Lay out the listing below as a numbered list, leaving out any blank lines.

# Dataset excerpts
· · · · ·

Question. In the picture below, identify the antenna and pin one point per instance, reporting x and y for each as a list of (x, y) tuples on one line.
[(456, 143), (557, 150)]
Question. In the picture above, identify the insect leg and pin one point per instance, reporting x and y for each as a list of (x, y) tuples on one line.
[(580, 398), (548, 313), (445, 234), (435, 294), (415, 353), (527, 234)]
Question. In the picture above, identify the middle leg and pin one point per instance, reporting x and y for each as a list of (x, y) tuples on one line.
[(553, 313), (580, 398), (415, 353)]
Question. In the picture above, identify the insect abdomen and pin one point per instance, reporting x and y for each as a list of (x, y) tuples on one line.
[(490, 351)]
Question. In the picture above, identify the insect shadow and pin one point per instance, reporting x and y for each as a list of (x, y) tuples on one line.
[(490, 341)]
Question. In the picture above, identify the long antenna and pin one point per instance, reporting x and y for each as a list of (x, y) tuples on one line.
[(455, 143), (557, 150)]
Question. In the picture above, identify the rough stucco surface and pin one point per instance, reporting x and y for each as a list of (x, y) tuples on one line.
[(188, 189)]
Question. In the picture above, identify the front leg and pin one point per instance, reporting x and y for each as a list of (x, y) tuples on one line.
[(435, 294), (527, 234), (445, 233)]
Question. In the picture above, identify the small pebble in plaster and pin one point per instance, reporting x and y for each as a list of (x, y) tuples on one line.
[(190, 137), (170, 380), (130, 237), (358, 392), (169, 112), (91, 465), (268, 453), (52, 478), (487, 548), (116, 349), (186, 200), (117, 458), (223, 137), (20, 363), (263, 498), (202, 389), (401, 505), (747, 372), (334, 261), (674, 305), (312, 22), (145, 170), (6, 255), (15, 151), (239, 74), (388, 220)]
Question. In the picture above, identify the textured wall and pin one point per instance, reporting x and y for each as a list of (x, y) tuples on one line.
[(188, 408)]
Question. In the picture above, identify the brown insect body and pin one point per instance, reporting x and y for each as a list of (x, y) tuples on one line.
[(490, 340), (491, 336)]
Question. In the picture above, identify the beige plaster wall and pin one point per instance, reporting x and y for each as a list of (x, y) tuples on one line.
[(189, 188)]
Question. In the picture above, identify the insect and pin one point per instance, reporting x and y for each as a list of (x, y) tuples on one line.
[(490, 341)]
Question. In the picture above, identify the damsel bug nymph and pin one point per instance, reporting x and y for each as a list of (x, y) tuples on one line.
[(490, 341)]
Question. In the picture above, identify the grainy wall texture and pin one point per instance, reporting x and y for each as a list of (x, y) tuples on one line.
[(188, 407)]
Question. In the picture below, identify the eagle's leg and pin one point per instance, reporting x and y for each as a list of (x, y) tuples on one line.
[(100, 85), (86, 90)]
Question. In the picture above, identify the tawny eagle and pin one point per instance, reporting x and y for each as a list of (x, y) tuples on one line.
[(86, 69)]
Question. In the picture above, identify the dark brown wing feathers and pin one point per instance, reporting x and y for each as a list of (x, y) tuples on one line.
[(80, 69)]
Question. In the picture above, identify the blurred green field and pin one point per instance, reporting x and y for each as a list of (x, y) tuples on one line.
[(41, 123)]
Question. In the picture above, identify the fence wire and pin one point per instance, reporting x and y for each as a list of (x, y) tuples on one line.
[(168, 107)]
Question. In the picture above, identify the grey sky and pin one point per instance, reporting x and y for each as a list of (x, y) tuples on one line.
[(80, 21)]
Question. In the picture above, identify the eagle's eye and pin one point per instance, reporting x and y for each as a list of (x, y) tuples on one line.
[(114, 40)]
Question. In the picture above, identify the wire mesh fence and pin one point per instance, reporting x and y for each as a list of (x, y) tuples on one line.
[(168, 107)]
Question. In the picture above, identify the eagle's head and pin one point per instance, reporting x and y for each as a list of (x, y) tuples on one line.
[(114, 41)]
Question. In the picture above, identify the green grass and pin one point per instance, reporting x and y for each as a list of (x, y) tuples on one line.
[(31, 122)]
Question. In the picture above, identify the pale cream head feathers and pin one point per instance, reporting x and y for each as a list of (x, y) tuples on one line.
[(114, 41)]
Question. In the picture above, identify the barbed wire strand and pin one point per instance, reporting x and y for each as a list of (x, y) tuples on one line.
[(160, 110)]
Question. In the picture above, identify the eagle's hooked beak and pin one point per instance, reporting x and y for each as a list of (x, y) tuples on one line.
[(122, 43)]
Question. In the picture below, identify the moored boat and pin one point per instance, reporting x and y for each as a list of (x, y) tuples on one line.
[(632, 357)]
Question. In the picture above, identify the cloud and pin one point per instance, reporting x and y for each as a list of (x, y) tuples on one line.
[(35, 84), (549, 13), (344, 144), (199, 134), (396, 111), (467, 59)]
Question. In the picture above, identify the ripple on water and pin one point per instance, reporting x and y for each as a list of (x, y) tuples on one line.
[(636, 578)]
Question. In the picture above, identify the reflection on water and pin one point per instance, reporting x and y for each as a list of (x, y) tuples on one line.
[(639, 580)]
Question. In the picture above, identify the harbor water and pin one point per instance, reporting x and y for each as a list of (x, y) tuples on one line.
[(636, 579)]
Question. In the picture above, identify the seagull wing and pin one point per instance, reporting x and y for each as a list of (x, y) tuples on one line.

· · · · ·

# Correct output
1. Question. In the picture below, identify the antenna and pin one point per instance, reporting x and y for each as a list of (x, y) tuples on one line.
2. [(456, 143), (557, 150)]
3. Question. In the picture above, identify the insect leg and pin one point per instance, reporting x and y for each as a list of (x, y) tuples on one line.
4. [(580, 398), (548, 313), (445, 234), (435, 294), (415, 353), (527, 234)]
5. Question. In the picture above, identify the middle leg and pin one point per instance, reporting x and y for each as a list of (x, y) tuples on one line.
6. [(553, 313), (580, 398), (415, 353)]
7. Question. In the picture above, identify the insect abdomen and pin one point per instance, reporting x and y for each as a list of (x, y) tuples on one line.
8. [(490, 351)]
9. Question. In the picture above, identify the insect shadow and pin one point per instance, reporting x and y for each as a list of (x, y) tuples on one line.
10. [(490, 341)]
11. Question. In the picture above, identify the long antenna and pin one point per instance, reporting x and y for each as a list of (x, y) tuples on one line.
12. [(455, 143), (557, 150)]
13. Question. In the picture above, identify the rough stucco surface and pin one point per instance, reporting x and y for each as a list of (x, y) tuples on one line.
14. [(188, 189)]
15. Question. In the picture above, identify the front leg and pin one point per instance, reporting x and y for each as a list of (x, y) tuples on one line.
16. [(435, 294), (527, 234), (445, 233)]
17. Question. In the picture above, identify the small pebble in plaster and pin one point per instance, reporting x and y for each as a list of (x, y) tuples on one line.
18. [(190, 137), (170, 380), (130, 237), (358, 392), (169, 112), (91, 465), (268, 453), (52, 478), (487, 548), (116, 349), (186, 200), (117, 458), (223, 137), (20, 363), (263, 498), (202, 389), (401, 505), (747, 372), (334, 261), (674, 305), (312, 22), (145, 170), (6, 255), (15, 151), (239, 74), (388, 220)]
19. Question. In the picture above, identify the textured wall and pin one point per instance, reporting x and y for each as a list of (x, y) tuples on one line.
20. [(188, 408)]
21. Question. In the picture above, identify the brown insect body and pin one point per instance, reporting x and y for each as a list of (x, y) tuples on one line.
22. [(490, 340), (491, 336)]
23. Question. In the picture above, identify the beige plaster wall and pin one point per instance, reporting x and y for each as a list of (x, y) tuples on one line.
24. [(189, 188)]
25. Question. In the picture above, identify the insect and pin one point per instance, reporting x and y for each as a list of (x, y) tuples on one line.
26. [(490, 341)]
27. Question. In the picture above, identify the damsel bug nymph and pin one point per instance, reporting x and y for each as a list of (x, y) tuples on one line.
28. [(490, 341)]
29. Question. In the picture above, identify the grainy wall texture and pin one point per instance, reporting x and y for each as a list of (x, y) tuples on one line.
30. [(188, 407)]
31. Question. In the picture below, identify the eagle's leg and pin one point per instance, reporting x and y for each as a list of (x, y) tuples on one line.
32. [(100, 85), (86, 90)]
33. Question. In the picture above, identify the tawny eagle and pin one point per instance, reporting x and y for each as a list of (x, y) tuples on one line.
34. [(86, 69)]
35. Question. In the picture above, identify the dark brown wing feathers and pin one point per instance, reporting x and y for each as a list of (x, y) tuples on one line.
36. [(80, 69)]
37. Question. In the picture above, identify the blurred green field and pin one point per instance, reporting x and y for each as a list of (x, y) tuples on one line.
38. [(41, 123)]
39. Question. In the picture above, identify the fence wire and pin one point per instance, reporting x and y for each as a list of (x, y) tuples on one line.
40. [(168, 107)]
41. Question. In the picture above, identify the grey sky and pin one point per instance, reporting x and y for each as a list of (x, y) tuples on one line.
42. [(80, 21)]
43. Question. In the picture above, identify the eagle's eye and pin one point per instance, reporting x and y for each as a list of (x, y) tuples on one line.
44. [(114, 40)]
45. Question. In the picture above, identify the wire mesh fence and pin one point per instance, reporting x and y for each as a list of (x, y) tuples on one line.
46. [(168, 107)]
47. Question. In the picture above, identify the eagle's head and pin one point per instance, reporting x and y for each as a list of (x, y) tuples on one line.
48. [(114, 41)]
49. Question. In the picture above, identify the green grass and pin one point per instance, reporting x and y for each as a list of (x, y) tuples on one line.
50. [(31, 122)]
51. Question. In the picture above, identify the pale cream head feathers and pin one point per instance, reporting x and y for each as a list of (x, y) tuples on one line.
52. [(114, 41)]
53. Question. In the picture above, identify the barbed wire strand and pin one point per instance, reporting x and y for each as a list of (x, y) tuples on one line.
54. [(160, 110)]
55. Question. In the picture above, identify the eagle's hooked beak and pin one point per instance, reporting x and y for each as a list of (x, y) tuples on one line.
56. [(122, 43)]
57. Question. In the picture below, identify the moored boat and pin one point per instance, reporting x and y for each as a list of (x, y) tuples on one line.
58. [(632, 357)]
59. Question. In the picture above, identify the cloud and pin one point per instance, reporting x and y for each as a list of (x, y) tuples on one line.
60. [(35, 84), (549, 13), (344, 144), (199, 134), (396, 111), (467, 59)]
61. Question. In the picture above, identify the ripple on water and pin one point per instance, reporting x and y for each as a list of (x, y) tuples on one line.
62. [(636, 578)]
63. Question. In the picture above, identify the reflection on water and pin one point per instance, reporting x and y for each as a list of (x, y) tuples on one line.
64. [(639, 580)]
65. Question. In the picture above, identify the harbor water and pin one point per instance, reporting x and y for each as a list of (x, y) tuples on one line.
66. [(636, 579)]
67. Question. In the picture above, identify the seagull wing and pin one point per instance, reporting x and y for each as a list of (x, y) tuples on one line.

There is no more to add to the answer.